> WHAT IS NEEDED:
Set down every record once more, exactly as given.

Collected data entries
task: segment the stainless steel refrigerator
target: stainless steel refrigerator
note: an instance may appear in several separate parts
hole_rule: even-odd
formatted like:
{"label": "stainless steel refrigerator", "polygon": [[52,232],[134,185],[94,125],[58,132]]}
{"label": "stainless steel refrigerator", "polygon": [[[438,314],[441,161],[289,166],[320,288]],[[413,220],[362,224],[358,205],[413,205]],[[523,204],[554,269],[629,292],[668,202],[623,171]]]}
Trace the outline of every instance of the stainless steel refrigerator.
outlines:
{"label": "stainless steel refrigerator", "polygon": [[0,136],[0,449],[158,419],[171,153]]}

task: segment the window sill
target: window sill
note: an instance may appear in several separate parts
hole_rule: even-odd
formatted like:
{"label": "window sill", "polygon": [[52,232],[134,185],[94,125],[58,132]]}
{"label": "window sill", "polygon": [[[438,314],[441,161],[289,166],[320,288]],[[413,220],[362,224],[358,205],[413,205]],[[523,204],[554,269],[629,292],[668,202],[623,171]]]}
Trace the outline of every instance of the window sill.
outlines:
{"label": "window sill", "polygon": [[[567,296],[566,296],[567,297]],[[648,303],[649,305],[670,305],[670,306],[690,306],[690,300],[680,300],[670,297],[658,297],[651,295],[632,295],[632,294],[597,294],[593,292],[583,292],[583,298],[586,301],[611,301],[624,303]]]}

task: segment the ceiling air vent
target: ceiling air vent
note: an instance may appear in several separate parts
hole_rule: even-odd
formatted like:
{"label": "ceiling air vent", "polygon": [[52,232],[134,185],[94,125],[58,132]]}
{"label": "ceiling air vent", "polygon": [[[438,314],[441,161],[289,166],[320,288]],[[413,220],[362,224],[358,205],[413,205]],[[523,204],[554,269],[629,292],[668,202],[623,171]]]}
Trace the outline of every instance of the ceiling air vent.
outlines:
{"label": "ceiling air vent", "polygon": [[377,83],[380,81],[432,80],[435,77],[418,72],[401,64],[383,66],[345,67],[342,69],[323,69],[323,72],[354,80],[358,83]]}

> EXERCISE RESPONSE:
task: segment the stainless steel refrigerator
target: stainless steel refrigerator
note: an instance may appear in several separate parts
hole_rule: even-odd
formatted like:
{"label": "stainless steel refrigerator", "polygon": [[52,232],[134,185],[94,125],[58,132]]}
{"label": "stainless steel refrigerator", "polygon": [[[438,314],[441,161],[289,166],[320,288]],[[413,220],[362,224],[358,205],[413,205]],[[523,204],[554,269],[629,292],[668,202],[623,171]]]}
Trace the outline of every instance of the stainless steel refrigerator.
outlines:
{"label": "stainless steel refrigerator", "polygon": [[0,136],[0,449],[158,419],[171,153]]}

task: segment the window sill
target: window sill
note: an instance may appear in several separate parts
hole_rule: even-odd
formatted like:
{"label": "window sill", "polygon": [[52,232],[134,185],[94,125],[58,132]]}
{"label": "window sill", "polygon": [[[438,314],[441,161],[289,166],[320,288]],[[413,220],[362,224],[358,205],[413,205]],[[523,204],[554,269],[629,292],[668,202],[623,171]]]}
Trace the outline of every instance of the window sill.
outlines:
{"label": "window sill", "polygon": [[[567,296],[566,296],[567,297]],[[648,303],[649,305],[670,305],[670,306],[690,306],[690,300],[680,300],[670,297],[658,297],[651,295],[632,295],[632,294],[597,294],[593,292],[583,292],[583,298],[586,301],[611,301],[624,303]]]}

task: segment the ceiling air vent
target: ceiling air vent
note: an instance may appear in several separate parts
hole_rule: even-odd
formatted like:
{"label": "ceiling air vent", "polygon": [[52,232],[134,185],[94,125],[58,132]]}
{"label": "ceiling air vent", "polygon": [[[438,314],[441,161],[289,166],[320,288]],[[413,220],[362,224],[358,205],[413,205]],[[523,204],[554,269],[629,292],[668,202],[623,171]]]}
Trace the outline of every instance of the ceiling air vent.
outlines:
{"label": "ceiling air vent", "polygon": [[377,83],[380,81],[432,80],[435,77],[418,72],[401,64],[383,66],[345,67],[342,69],[323,69],[323,72],[354,80],[358,83]]}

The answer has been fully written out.